[HOW TO COMPLETE THIS TASK]
Pick up the passage on the diamond-point engraved Medici goblet and continue it from its final sentence onward.

[SELECTED EXTRACT]
━━━━━━━━━━━━━━━━

Diamond-point engraving appeared in Murano between 1530 and 1535, thanks to the glass-maker Vincenzo D'Angelo. The technique consists of delimiting the contours of the subjects with a continuous line and then filling the spaces with hatched lines.
The goblet is engraved with the coat of arms of the Medici family, characterised by six roundels (solid residues obtained after the extraction of oil from grains and oleaginous fruits) that nod to the fact that the members of this family were originally pharmacists or doctors, before becoming merchants and bankers. There are many forest animals on both sides: a squirrel, two boars, a fox, a deer and a doe, or exotic animals: a hoopoe, a peacock, a rhinoceros and an elephant. We also see a cat, a bee, a ladybird and various bird species, including three birds of prey (one with its prey).
The other main motif, which is opposite the coat of arms, is a lion, which represents Ferdinand I, Grand Duke of Tuscany from 1587 to 1609, to whom the inscription on the border of the goblet "FERDiNADVs * M * D * ETrVriAE" refers (Etruria corresponded to the area of Tuscany). With the presence of five roundel symbols of the Medici family on the fur, one leg resting on the terrestrial globe and the other on the cross of the Tuscan order of Saint-Etienne (founded by Cosimo I de' Medici in 1572), the king of animals, also known as Ferdinand I, is depicted as being crowned with a papal tiara, reigning as absolute master over Tuscany and the world. One may be able to see a satire of the manner in which the Grand Duke led Tuscany in this symbolic representation.

━━━━━━━━━━━━━━━━

Point localization records:

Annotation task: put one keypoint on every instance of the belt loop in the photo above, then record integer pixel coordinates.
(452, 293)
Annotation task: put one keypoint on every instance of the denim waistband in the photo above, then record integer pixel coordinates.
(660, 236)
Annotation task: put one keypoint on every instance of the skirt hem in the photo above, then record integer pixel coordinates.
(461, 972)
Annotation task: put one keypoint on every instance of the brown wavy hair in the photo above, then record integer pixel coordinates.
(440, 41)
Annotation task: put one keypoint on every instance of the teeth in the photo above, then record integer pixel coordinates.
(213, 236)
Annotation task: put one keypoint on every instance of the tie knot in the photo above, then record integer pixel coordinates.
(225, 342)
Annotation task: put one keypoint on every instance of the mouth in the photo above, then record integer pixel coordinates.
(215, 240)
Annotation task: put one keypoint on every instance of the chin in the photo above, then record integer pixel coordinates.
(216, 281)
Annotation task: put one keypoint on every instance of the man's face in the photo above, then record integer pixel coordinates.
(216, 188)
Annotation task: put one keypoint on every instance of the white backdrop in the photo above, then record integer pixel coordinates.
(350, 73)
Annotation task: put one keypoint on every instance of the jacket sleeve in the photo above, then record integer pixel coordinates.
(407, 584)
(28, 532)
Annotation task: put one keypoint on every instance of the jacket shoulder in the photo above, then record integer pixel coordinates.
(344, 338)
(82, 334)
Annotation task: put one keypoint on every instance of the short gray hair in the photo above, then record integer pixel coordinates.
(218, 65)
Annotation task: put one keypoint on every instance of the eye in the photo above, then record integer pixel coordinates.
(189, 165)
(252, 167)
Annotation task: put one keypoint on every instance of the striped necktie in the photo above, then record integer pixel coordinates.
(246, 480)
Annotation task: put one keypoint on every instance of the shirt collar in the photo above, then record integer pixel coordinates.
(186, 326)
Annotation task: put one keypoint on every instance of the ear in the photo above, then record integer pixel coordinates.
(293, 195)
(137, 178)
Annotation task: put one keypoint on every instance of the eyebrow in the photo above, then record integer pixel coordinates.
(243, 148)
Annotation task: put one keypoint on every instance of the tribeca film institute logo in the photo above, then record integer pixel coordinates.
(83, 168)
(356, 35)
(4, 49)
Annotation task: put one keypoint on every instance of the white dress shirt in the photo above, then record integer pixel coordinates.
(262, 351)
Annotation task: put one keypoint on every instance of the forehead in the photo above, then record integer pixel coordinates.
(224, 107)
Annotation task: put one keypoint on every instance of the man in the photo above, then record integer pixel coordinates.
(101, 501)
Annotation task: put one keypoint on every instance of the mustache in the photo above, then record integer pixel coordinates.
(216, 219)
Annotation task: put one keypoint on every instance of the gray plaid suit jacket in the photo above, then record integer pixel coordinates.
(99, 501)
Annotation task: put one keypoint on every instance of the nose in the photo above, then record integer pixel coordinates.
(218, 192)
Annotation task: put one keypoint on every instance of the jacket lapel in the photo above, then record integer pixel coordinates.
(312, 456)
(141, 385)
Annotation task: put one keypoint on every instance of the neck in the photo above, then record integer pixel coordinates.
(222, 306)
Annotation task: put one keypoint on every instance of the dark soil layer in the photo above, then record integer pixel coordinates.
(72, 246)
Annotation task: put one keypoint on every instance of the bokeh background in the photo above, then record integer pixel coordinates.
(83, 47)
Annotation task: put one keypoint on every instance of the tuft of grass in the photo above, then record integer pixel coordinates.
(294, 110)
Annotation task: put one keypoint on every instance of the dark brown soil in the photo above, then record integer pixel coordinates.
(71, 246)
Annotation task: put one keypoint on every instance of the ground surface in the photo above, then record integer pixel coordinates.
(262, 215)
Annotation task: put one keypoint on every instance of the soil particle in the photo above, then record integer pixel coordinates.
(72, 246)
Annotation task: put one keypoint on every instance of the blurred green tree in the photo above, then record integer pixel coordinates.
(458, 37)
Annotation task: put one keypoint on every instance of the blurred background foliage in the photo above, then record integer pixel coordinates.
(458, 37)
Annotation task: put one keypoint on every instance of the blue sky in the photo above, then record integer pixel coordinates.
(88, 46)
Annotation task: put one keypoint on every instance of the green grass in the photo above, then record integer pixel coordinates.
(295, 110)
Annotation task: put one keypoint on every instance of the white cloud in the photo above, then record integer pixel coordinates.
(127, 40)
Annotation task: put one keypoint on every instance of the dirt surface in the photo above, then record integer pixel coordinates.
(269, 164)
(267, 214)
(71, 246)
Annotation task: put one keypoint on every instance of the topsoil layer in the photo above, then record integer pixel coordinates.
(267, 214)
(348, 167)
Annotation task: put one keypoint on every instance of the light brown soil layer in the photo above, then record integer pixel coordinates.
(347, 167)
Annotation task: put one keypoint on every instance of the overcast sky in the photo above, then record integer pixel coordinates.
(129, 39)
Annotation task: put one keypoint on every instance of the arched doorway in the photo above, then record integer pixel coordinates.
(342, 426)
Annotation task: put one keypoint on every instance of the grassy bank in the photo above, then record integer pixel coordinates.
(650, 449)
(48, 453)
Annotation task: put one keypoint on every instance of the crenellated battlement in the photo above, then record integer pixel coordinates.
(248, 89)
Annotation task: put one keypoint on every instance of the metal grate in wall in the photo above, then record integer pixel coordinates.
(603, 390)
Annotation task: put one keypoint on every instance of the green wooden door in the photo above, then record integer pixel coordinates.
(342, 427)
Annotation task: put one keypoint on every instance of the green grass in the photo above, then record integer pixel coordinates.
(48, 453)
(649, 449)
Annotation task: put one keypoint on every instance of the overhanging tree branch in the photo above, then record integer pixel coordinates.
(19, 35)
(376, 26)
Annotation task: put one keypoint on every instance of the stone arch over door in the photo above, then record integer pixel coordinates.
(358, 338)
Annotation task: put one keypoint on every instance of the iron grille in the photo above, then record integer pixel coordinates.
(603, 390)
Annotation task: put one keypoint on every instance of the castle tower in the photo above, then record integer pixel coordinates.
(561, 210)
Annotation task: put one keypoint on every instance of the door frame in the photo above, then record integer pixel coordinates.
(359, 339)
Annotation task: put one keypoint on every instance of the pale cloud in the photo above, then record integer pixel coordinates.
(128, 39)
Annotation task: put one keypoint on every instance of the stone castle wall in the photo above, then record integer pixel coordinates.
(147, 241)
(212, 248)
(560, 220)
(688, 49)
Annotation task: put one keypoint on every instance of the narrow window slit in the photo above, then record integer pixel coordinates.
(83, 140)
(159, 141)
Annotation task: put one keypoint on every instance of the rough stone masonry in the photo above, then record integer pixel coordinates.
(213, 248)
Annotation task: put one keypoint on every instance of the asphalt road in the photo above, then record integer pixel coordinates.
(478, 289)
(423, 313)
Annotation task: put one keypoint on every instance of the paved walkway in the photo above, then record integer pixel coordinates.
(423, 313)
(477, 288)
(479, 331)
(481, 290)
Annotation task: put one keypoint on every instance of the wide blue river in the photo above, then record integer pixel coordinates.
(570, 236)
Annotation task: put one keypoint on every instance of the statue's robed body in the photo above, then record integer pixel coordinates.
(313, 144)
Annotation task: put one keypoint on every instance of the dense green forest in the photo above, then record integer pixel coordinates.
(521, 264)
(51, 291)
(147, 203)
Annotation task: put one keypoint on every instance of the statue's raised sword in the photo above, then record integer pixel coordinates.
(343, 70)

━━━━━━━━━━━━━━━━

[RESPONSE AREA]
This animal decoration constitutes a veritable illustrated bestiary and is exceptional and very rarely engraved in Venice. Furthermore, an inventory of the wardrobe of Ferdinand I de' Medici, prepared in 1587, included 4 glass basins adorned with animals, which would guide the Florentine production of this unique goblet. It was transformed into a ciborium in the 19th century, with the original glass base replaced by golden brass.